EJERCICIO PROPUESTO: Coloca todos los datos en una tabla Markdown con las columnas «Fila» y «Texto». Pon en la primera el número de fila y en la segunda la línea correspondiente, y omite las líneas en blanco.

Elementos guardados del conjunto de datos
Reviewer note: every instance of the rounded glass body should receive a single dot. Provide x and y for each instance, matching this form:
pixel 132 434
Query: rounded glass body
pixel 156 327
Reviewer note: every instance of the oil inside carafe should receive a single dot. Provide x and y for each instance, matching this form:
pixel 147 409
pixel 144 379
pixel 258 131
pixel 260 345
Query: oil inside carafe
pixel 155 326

RESULTADO DE LA TAREA:
| Fila | Texto |
|---|---|
| 1 | Reviewer note: every instance of the rounded glass body should receive a single dot. Provide x and y for each instance, matching this form: |
| 2 | pixel 132 434 |
| 3 | Query: rounded glass body |
| 4 | pixel 156 327 |
| 5 | Reviewer note: every instance of the oil inside carafe should receive a single dot. Provide x and y for each instance, matching this form: |
| 6 | pixel 147 409 |
| 7 | pixel 144 379 |
| 8 | pixel 258 131 |
| 9 | pixel 260 345 |
| 10 | Query: oil inside carafe |
| 11 | pixel 155 326 |